--- Data for review Enclosed Below ---

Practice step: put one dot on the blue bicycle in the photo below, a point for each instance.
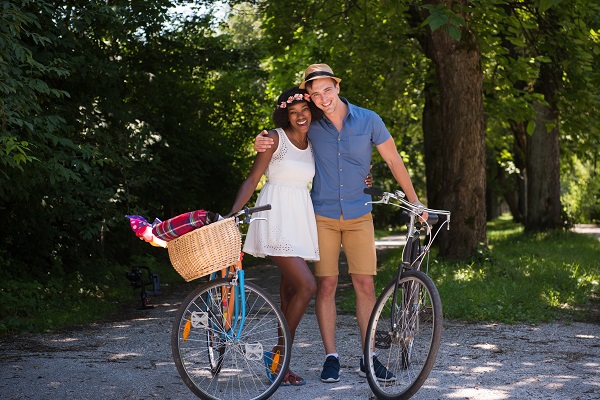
(225, 331)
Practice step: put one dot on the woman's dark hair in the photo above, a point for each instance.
(280, 118)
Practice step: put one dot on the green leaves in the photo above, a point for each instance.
(443, 17)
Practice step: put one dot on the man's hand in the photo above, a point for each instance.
(424, 215)
(263, 142)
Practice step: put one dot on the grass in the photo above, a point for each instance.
(521, 278)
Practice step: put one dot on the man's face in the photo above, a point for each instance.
(324, 93)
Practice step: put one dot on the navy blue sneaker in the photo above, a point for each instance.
(331, 370)
(381, 372)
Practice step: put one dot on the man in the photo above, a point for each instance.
(342, 143)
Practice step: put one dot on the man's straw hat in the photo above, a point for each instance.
(318, 71)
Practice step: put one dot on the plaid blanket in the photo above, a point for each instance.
(182, 224)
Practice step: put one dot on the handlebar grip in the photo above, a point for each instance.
(374, 192)
(259, 208)
(432, 219)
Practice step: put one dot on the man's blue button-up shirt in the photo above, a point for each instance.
(342, 162)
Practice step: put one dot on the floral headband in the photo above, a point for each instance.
(296, 97)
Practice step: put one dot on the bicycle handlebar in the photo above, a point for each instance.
(414, 209)
(243, 216)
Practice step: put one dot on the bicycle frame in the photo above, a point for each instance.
(233, 303)
(413, 253)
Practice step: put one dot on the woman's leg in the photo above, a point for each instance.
(297, 287)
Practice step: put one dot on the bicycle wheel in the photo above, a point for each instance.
(409, 349)
(219, 360)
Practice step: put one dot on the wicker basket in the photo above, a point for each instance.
(206, 250)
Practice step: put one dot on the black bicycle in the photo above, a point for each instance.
(405, 328)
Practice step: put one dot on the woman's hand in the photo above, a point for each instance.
(263, 142)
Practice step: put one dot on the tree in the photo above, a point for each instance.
(453, 126)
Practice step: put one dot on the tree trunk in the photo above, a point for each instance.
(454, 132)
(543, 158)
(543, 173)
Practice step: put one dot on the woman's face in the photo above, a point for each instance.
(299, 116)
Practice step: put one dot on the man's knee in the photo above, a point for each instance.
(326, 285)
(363, 285)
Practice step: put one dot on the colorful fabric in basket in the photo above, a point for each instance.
(143, 230)
(183, 223)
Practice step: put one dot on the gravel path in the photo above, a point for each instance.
(131, 359)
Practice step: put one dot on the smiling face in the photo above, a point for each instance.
(299, 116)
(325, 94)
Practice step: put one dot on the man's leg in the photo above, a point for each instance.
(326, 311)
(359, 245)
(365, 301)
(327, 272)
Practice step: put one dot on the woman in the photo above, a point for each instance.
(289, 234)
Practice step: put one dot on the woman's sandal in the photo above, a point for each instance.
(291, 379)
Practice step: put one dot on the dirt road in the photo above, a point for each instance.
(131, 359)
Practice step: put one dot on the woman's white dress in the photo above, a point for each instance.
(290, 228)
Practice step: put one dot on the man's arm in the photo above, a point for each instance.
(390, 155)
(263, 142)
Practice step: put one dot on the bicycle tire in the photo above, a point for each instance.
(409, 351)
(218, 364)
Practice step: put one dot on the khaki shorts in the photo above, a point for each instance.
(357, 236)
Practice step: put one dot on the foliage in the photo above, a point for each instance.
(580, 188)
(115, 108)
(524, 278)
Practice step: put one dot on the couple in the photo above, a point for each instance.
(338, 155)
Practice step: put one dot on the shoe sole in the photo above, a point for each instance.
(364, 375)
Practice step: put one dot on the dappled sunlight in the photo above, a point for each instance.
(483, 370)
(486, 346)
(342, 387)
(65, 340)
(123, 356)
(478, 393)
(145, 319)
(587, 336)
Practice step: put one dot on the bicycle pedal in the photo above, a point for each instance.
(254, 351)
(199, 319)
(382, 340)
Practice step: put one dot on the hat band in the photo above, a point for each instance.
(313, 75)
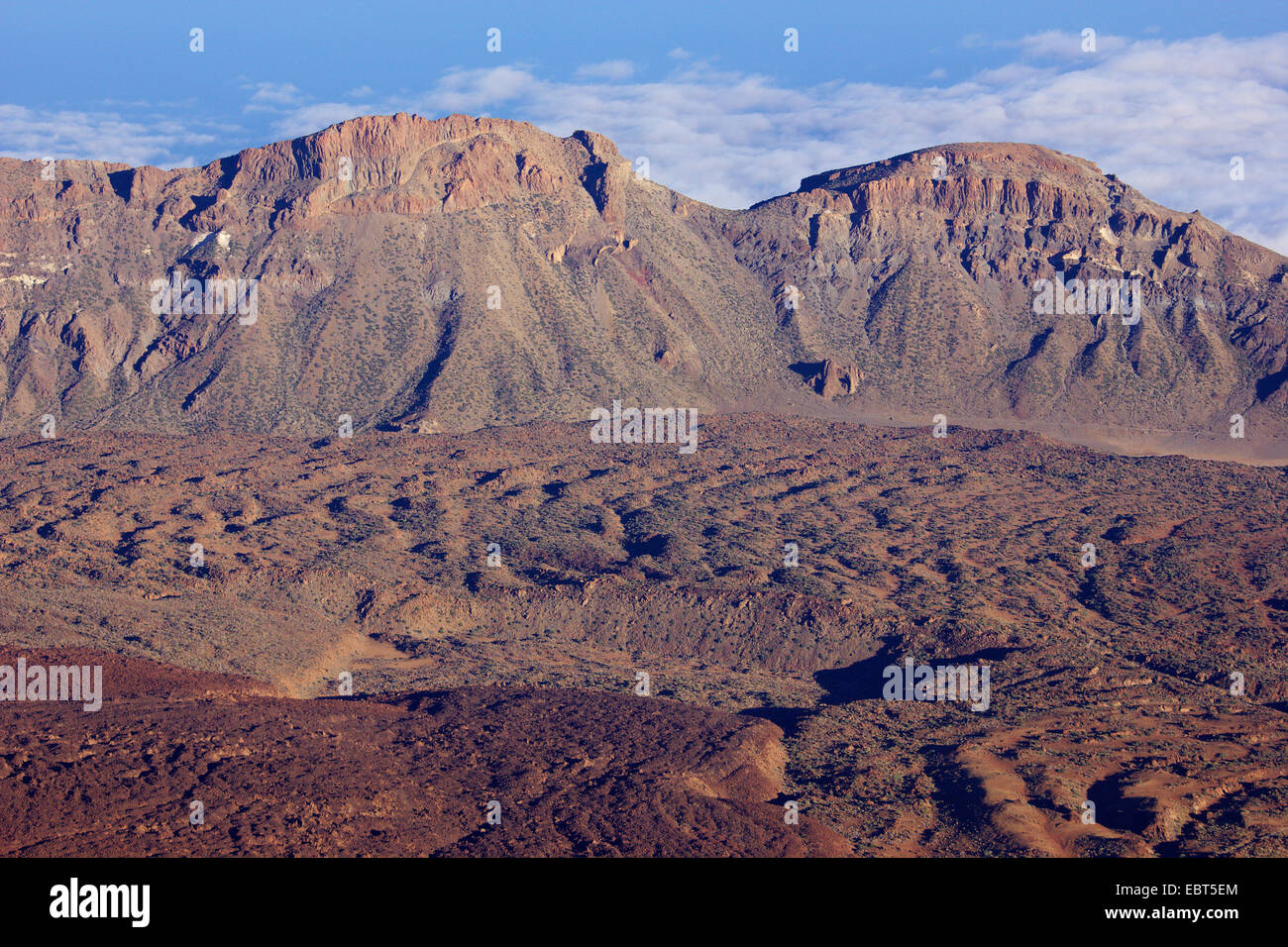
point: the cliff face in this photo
(475, 270)
(923, 270)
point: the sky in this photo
(1167, 98)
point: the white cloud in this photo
(27, 134)
(609, 68)
(1163, 116)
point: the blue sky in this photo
(706, 91)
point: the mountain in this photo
(455, 273)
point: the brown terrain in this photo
(496, 585)
(576, 774)
(369, 556)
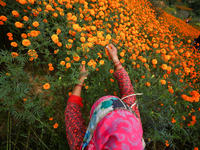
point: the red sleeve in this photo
(74, 122)
(126, 88)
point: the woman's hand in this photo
(112, 52)
(83, 73)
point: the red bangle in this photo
(79, 85)
(118, 65)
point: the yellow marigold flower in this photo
(62, 63)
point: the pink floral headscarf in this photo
(118, 130)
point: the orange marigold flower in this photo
(101, 62)
(50, 65)
(23, 35)
(14, 54)
(112, 80)
(15, 13)
(154, 61)
(155, 45)
(34, 33)
(48, 7)
(54, 38)
(181, 80)
(62, 63)
(10, 38)
(173, 120)
(9, 34)
(166, 143)
(76, 58)
(14, 44)
(19, 24)
(70, 40)
(51, 118)
(111, 71)
(26, 42)
(35, 24)
(148, 84)
(51, 68)
(45, 20)
(162, 82)
(68, 65)
(46, 86)
(193, 118)
(83, 62)
(164, 67)
(55, 126)
(82, 39)
(22, 2)
(3, 18)
(171, 90)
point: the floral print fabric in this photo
(119, 130)
(106, 106)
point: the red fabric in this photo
(74, 122)
(75, 99)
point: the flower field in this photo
(43, 43)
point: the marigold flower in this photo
(111, 70)
(26, 42)
(82, 39)
(76, 58)
(23, 35)
(19, 24)
(101, 62)
(15, 13)
(62, 63)
(3, 18)
(22, 2)
(45, 20)
(35, 24)
(173, 120)
(68, 65)
(154, 62)
(112, 80)
(70, 40)
(148, 84)
(54, 38)
(55, 126)
(164, 67)
(14, 54)
(83, 62)
(46, 86)
(34, 33)
(166, 143)
(14, 44)
(171, 91)
(9, 34)
(51, 68)
(162, 82)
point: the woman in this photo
(114, 123)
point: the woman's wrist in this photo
(118, 65)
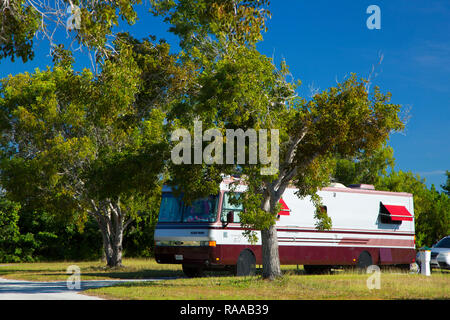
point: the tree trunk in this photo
(111, 225)
(269, 239)
(270, 255)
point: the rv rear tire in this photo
(246, 264)
(192, 271)
(364, 260)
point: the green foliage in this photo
(21, 20)
(18, 26)
(193, 21)
(446, 187)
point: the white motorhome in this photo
(368, 227)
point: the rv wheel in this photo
(192, 271)
(364, 260)
(246, 264)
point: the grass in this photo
(294, 284)
(90, 270)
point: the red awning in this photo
(284, 211)
(398, 213)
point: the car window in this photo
(444, 243)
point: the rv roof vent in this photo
(362, 186)
(337, 185)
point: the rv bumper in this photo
(195, 255)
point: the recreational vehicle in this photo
(368, 227)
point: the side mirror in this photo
(230, 217)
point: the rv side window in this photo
(202, 210)
(227, 207)
(171, 208)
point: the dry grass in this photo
(294, 285)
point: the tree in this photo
(75, 145)
(446, 187)
(239, 88)
(22, 21)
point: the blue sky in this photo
(323, 41)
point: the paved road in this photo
(55, 290)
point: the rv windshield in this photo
(174, 210)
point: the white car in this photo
(440, 254)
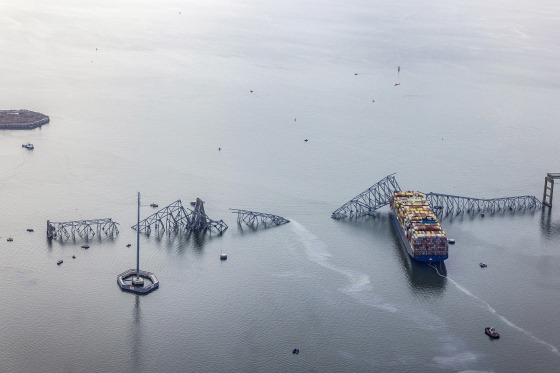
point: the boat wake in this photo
(552, 348)
(316, 251)
(455, 352)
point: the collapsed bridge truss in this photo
(254, 218)
(175, 217)
(454, 205)
(84, 228)
(369, 200)
(378, 195)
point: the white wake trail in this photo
(552, 348)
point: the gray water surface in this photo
(142, 94)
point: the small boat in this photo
(491, 332)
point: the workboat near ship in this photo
(418, 227)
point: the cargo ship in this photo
(418, 227)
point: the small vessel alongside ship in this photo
(491, 332)
(418, 227)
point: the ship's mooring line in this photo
(503, 318)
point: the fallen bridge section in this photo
(175, 217)
(83, 228)
(446, 204)
(254, 218)
(371, 199)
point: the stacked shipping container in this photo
(420, 226)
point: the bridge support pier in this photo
(549, 188)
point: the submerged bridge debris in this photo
(254, 218)
(84, 228)
(377, 196)
(175, 217)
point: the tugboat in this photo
(491, 332)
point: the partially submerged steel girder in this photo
(175, 217)
(84, 228)
(253, 218)
(448, 204)
(369, 200)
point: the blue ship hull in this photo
(402, 235)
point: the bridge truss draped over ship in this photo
(369, 200)
(378, 195)
(175, 217)
(83, 228)
(254, 218)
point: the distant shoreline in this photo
(21, 119)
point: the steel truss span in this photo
(378, 195)
(369, 200)
(83, 228)
(254, 218)
(445, 204)
(175, 217)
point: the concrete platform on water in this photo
(127, 281)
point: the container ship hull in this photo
(418, 228)
(406, 244)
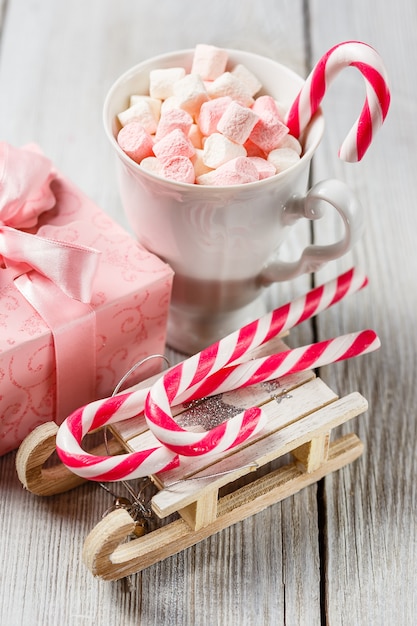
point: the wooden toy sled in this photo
(293, 451)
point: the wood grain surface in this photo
(340, 552)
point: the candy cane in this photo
(229, 350)
(369, 63)
(239, 428)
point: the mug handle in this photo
(337, 194)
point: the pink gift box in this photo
(66, 352)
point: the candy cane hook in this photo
(377, 101)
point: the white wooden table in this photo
(343, 551)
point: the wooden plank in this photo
(371, 540)
(276, 444)
(52, 93)
(110, 558)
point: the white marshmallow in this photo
(228, 85)
(154, 103)
(142, 111)
(199, 166)
(176, 143)
(178, 168)
(251, 81)
(265, 168)
(289, 141)
(208, 61)
(283, 158)
(151, 164)
(210, 114)
(161, 81)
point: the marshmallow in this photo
(154, 103)
(195, 136)
(199, 166)
(289, 141)
(191, 93)
(237, 122)
(178, 168)
(253, 150)
(170, 103)
(142, 111)
(151, 164)
(283, 158)
(219, 149)
(265, 168)
(135, 141)
(228, 85)
(161, 81)
(211, 112)
(170, 120)
(270, 130)
(176, 143)
(235, 172)
(251, 81)
(267, 108)
(209, 61)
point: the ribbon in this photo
(55, 277)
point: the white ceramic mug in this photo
(223, 242)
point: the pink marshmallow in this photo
(253, 150)
(210, 114)
(237, 122)
(209, 61)
(170, 120)
(195, 136)
(178, 168)
(176, 143)
(265, 168)
(238, 171)
(191, 92)
(135, 141)
(270, 130)
(218, 149)
(268, 134)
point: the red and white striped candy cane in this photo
(229, 350)
(234, 431)
(377, 101)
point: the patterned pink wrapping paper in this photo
(130, 298)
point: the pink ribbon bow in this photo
(55, 277)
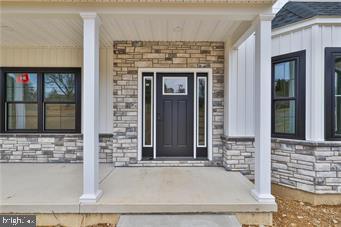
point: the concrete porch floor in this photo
(56, 188)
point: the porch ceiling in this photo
(66, 30)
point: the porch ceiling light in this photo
(177, 29)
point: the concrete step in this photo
(178, 221)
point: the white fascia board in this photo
(237, 12)
(306, 23)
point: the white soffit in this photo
(66, 30)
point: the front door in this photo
(174, 123)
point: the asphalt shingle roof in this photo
(296, 11)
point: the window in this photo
(333, 93)
(148, 114)
(40, 100)
(288, 95)
(174, 85)
(148, 111)
(201, 110)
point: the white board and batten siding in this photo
(241, 90)
(314, 39)
(67, 57)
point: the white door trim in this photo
(209, 112)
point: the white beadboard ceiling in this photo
(66, 30)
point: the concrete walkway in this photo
(178, 221)
(56, 188)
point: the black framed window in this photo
(333, 93)
(288, 95)
(40, 100)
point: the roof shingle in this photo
(293, 12)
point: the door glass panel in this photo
(22, 116)
(201, 110)
(59, 87)
(338, 95)
(21, 87)
(148, 110)
(60, 116)
(285, 116)
(284, 84)
(174, 85)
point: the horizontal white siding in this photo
(66, 57)
(313, 39)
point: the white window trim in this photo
(144, 116)
(197, 112)
(194, 71)
(172, 78)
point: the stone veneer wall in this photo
(239, 155)
(50, 148)
(131, 55)
(308, 166)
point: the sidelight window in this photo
(201, 110)
(148, 111)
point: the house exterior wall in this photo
(50, 148)
(131, 55)
(311, 165)
(66, 148)
(66, 57)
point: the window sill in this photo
(38, 134)
(307, 142)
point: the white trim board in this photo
(209, 102)
(306, 23)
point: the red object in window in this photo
(24, 78)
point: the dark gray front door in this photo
(174, 127)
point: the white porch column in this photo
(91, 192)
(262, 190)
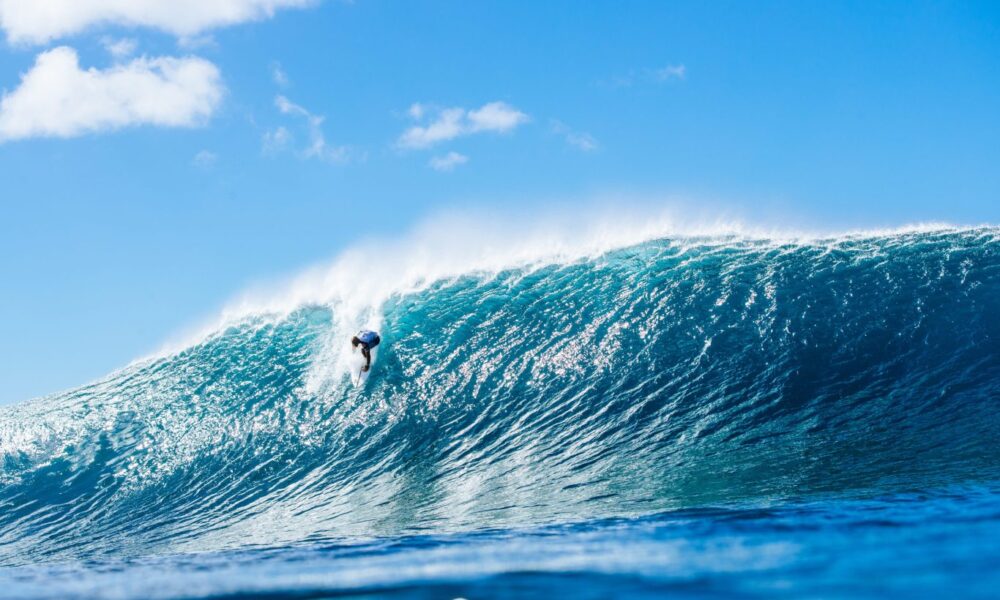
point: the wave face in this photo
(671, 374)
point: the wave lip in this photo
(672, 373)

--- End of Enclosed Data for review ---

Using the records above, reproduce exactly the lines from the line containing "point: the porch ceiling in this photo" through the last line, with both ends kept and no pictures.

point: the porch ceiling in this photo
(66, 30)
point: the porch ceiling light in this photo
(177, 29)
point: the concrete step in this photo
(178, 221)
point: the white fascia board in this photo
(237, 12)
(306, 23)
point: the white soffit in this photo
(66, 30)
point: the front door in this photo
(174, 123)
point: the asphalt shingle roof in this photo
(296, 11)
point: the window in this photo
(333, 93)
(148, 114)
(40, 100)
(288, 95)
(174, 85)
(148, 111)
(201, 110)
point: the white board and batten siding in this photo
(241, 90)
(314, 39)
(67, 57)
point: the white door trim in this photo
(209, 112)
point: the white beadboard ceiling in this photo
(66, 30)
point: the concrete walkway in this photo
(178, 221)
(56, 188)
point: the black framed window in this photo
(333, 93)
(288, 95)
(40, 100)
point: the roof shingle in this photo
(293, 12)
point: the door glass panel in this photo
(22, 116)
(201, 110)
(59, 87)
(338, 95)
(21, 87)
(148, 110)
(60, 116)
(285, 116)
(284, 84)
(174, 85)
point: the horizontal white siding in this photo
(66, 57)
(313, 39)
point: the white window trim in this photo
(144, 116)
(197, 112)
(194, 71)
(172, 78)
point: the stone veneer wall in this photo
(239, 155)
(50, 148)
(131, 55)
(308, 166)
point: the sidelight window in this photo
(201, 110)
(148, 111)
point: the house exterior wall in this photo
(50, 148)
(131, 55)
(311, 165)
(66, 148)
(66, 57)
point: the window sill in this photo
(38, 134)
(307, 142)
point: the white trim board in this photo
(209, 102)
(306, 23)
point: the red object in window in this photo
(24, 78)
point: the dark gray front door in this photo
(174, 127)
point: the white porch column in this photo
(91, 192)
(262, 190)
point: the wave face in this photo
(671, 374)
point: the wave lip in this photo
(672, 373)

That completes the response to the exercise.